**AIM:**
Reproduce the records below with each "component" switched to "module", leaving everything else unchanged.

**RECORDED INFORMATION:**
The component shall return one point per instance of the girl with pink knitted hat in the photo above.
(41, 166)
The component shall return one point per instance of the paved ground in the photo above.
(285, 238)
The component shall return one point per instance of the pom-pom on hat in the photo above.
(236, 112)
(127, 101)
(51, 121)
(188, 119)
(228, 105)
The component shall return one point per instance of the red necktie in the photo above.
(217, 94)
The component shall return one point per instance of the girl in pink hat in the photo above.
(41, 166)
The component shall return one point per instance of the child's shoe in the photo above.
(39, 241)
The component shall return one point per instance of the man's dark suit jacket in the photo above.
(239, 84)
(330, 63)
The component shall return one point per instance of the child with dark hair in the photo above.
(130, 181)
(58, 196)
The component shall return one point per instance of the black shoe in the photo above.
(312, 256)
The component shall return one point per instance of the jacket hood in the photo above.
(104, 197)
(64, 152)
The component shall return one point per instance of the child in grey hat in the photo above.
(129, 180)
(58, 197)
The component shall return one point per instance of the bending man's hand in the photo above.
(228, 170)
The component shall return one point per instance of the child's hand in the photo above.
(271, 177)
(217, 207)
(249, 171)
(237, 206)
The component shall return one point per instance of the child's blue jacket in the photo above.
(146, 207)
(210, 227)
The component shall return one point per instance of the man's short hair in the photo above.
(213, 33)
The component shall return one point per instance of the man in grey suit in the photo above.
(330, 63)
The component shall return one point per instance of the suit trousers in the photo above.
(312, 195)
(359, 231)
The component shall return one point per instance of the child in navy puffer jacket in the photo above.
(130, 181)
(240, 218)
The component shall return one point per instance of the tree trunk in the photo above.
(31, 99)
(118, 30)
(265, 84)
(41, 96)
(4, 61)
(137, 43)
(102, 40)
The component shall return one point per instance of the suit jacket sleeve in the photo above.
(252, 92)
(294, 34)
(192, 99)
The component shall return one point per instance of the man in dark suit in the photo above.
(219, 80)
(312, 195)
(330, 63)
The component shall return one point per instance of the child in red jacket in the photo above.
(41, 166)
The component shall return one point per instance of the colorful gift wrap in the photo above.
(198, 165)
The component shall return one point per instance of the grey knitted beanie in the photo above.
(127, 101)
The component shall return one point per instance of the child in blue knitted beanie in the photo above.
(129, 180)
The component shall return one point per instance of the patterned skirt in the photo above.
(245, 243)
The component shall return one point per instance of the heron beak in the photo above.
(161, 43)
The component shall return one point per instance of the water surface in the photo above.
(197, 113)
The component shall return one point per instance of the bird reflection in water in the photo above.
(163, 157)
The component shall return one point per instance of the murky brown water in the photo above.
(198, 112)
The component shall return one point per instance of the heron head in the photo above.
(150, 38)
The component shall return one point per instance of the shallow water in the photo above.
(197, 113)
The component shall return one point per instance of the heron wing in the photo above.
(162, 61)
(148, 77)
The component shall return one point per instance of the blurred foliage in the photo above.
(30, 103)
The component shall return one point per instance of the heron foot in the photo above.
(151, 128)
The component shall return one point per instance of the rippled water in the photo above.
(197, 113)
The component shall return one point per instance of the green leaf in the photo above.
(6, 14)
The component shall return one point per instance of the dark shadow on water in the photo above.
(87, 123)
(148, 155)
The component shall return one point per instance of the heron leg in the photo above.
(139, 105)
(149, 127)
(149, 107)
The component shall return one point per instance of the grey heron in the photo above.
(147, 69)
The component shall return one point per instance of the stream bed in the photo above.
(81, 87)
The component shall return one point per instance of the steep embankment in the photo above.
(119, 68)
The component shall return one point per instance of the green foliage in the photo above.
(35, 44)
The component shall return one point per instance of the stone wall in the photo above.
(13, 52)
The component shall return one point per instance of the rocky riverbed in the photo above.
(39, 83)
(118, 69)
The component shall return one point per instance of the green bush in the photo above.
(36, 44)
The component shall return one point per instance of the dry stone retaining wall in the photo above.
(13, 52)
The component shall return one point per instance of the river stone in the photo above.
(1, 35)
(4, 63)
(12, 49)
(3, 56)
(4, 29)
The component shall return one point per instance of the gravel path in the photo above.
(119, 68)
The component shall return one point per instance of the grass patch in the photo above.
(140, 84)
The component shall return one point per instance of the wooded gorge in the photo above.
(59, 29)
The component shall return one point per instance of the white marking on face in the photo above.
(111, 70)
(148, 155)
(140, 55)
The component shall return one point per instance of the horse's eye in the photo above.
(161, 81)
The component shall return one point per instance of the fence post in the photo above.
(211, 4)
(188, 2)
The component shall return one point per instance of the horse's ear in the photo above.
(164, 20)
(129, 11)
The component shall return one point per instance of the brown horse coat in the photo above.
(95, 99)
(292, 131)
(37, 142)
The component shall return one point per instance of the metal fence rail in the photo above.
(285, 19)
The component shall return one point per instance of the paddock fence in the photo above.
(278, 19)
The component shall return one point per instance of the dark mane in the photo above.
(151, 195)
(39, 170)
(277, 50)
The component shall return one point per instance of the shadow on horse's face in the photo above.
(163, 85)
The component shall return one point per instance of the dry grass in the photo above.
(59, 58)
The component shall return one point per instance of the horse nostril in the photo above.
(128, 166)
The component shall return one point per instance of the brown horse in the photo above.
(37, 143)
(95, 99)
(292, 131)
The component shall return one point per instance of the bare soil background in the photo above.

**COMPLETE OUTPUT:**
The module shall return one point per instance of the girl with pink knitted hat in the photo above.
(41, 166)
The module shall return one point per instance of the paved ground in the photo above.
(285, 238)
The module shall return one point per instance of the pom-pom on hat in the photo above.
(236, 112)
(127, 101)
(51, 121)
(188, 119)
(228, 105)
The module shall return one point per instance of the red necktie in the photo above.
(217, 94)
The module shall return one point per instance of the girl in pink hat in the photo above.
(41, 166)
The module shall return one point per instance of the child's shoe in the photo above.
(39, 241)
The module shall return one point per instance of the man's dark suit jacket in the photo above.
(239, 84)
(330, 63)
The module shall return one point per instance of the child with dark hair in the photo above.
(130, 181)
(58, 196)
The module shall return one point per instance of the black shoe in the photo above.
(312, 256)
The module shall return one point per instance of the jacket hood in the photo above.
(104, 197)
(64, 152)
The module shall return one point per instance of the child in grey hat in the photo above.
(129, 180)
(58, 197)
The module shall return one point per instance of the bending man's hand in the photo above.
(228, 170)
The module shall return one point per instance of the child's hand in the photo above.
(271, 177)
(217, 207)
(249, 171)
(237, 206)
The module shall return one point per instance of the child's blue jacket in the photo above.
(146, 207)
(210, 227)
The module shall return one point per instance of the man's short hair in the photo above.
(213, 33)
The module shall return one point per instance of the man in grey suit in the photo above.
(330, 63)
The module shall return one point per instance of the suit trousers in the photo above.
(312, 195)
(359, 231)
The module shall return one point per instance of the child in navy puffer jacket in the photo above.
(130, 181)
(240, 218)
The module shall return one point per instance of the tree trunk in the photo above.
(31, 99)
(118, 30)
(265, 84)
(41, 96)
(4, 61)
(137, 43)
(102, 40)
The module shall return one point per instance of the suit jacket sleeve in the photo above.
(252, 92)
(294, 34)
(192, 99)
The module shall return one point per instance of the man in dark suit in the photo above.
(219, 80)
(312, 195)
(330, 63)
The module shall return one point per instance of the child in red jacket in the photo above.
(41, 166)
The module shall return one point per instance of the colorful gift wrap in the photo above.
(198, 165)
The module shall return one point per instance of the grey knitted beanie in the photo above.
(127, 101)
The module shall return one point per instance of the child in blue knitted beanie in the photo above.
(129, 180)
The module shall return one point per instance of the patterned skirt in the photo above.
(245, 243)
The module shall return one point per instance of the heron beak in the photo above.
(161, 43)
The module shall return one point per instance of the water surface in the photo above.
(197, 113)
The module shall return one point per instance of the bird reflection in water in the photo above.
(163, 157)
The module shall return one point per instance of the murky brown water in the photo above.
(198, 112)
The module shall return one point per instance of the heron head in the photo above.
(150, 38)
The module shall return one point per instance of the shallow water in the photo above.
(197, 113)
The module shall return one point per instance of the heron wing in the photo above.
(162, 61)
(148, 77)
The module shall return one point per instance of the blurred foliage in the photo above.
(30, 103)
The module shall return one point per instance of the heron foot in the photo above.
(151, 128)
The module shall return one point per instance of the rippled water in the photo above.
(197, 113)
The module shall return one point per instance of the green leaf in the photo above.
(6, 14)
The module shall return one point per instance of the dark shadow on water in the photo above.
(87, 123)
(148, 155)
The module shall return one point per instance of the heron leg in the photo above.
(139, 105)
(149, 127)
(149, 107)
The module shall return one point per instance of the grey heron in the photo above.
(147, 69)
The module shall return one point per instance of the stream bed in the photo above.
(81, 87)
The module shall return one point per instance of the steep embankment in the photo above.
(119, 68)
The module shall return one point per instance of the green foliage in the photo above.
(35, 44)
The module shall return one point per instance of the stone wall in the photo above.
(13, 52)
The module shall return one point per instance of the rocky riverbed in the photo above.
(39, 83)
(118, 69)
The module shall return one point per instance of the green bush in the photo above.
(36, 44)
The module shall return one point per instance of the dry stone retaining wall in the photo above.
(13, 52)
The module shall return one point per instance of the river stone in the photo above.
(1, 35)
(4, 63)
(12, 49)
(3, 56)
(4, 29)
The module shall return one point per instance of the gravel path in the photo above.
(119, 68)
The module shall return one point per instance of the grass patch in the photo above.
(140, 84)
The module shall return one point per instance of the wooded gorge in the photo above.
(59, 29)
The module shall return one point per instance of the white marking on face in the photo above.
(111, 70)
(148, 155)
(140, 55)
The module shall return one point per instance of the horse's eye in the photo above.
(161, 81)
The module shall return one point per instance of the fence post in the photo above.
(211, 4)
(188, 2)
The module shall return one point per instance of the horse's ear in the photo above.
(164, 20)
(129, 11)
The module shall return one point per instance of the brown horse coat in the photo above.
(95, 99)
(292, 131)
(37, 142)
The module shall return one point per instance of the metal fence rail in the photo above.
(285, 19)
The module shall return one point per instance of the paddock fence in the photo above.
(278, 19)
The module shall return one point per instance of the dark mane in the photo above.
(151, 195)
(39, 170)
(277, 50)
The module shall return one point per instance of the shadow on horse's face in the photo above.
(163, 85)
The module shall return one point per instance of the dry grass in the photo above.
(59, 58)
The module shall return one point per instance of the horse nostril in the photo above.
(128, 166)
The module shall return one point per instance of the brown horse in the photo above.
(37, 143)
(95, 99)
(292, 131)
The module shall return one point per instance of the bare soil background in the photo above.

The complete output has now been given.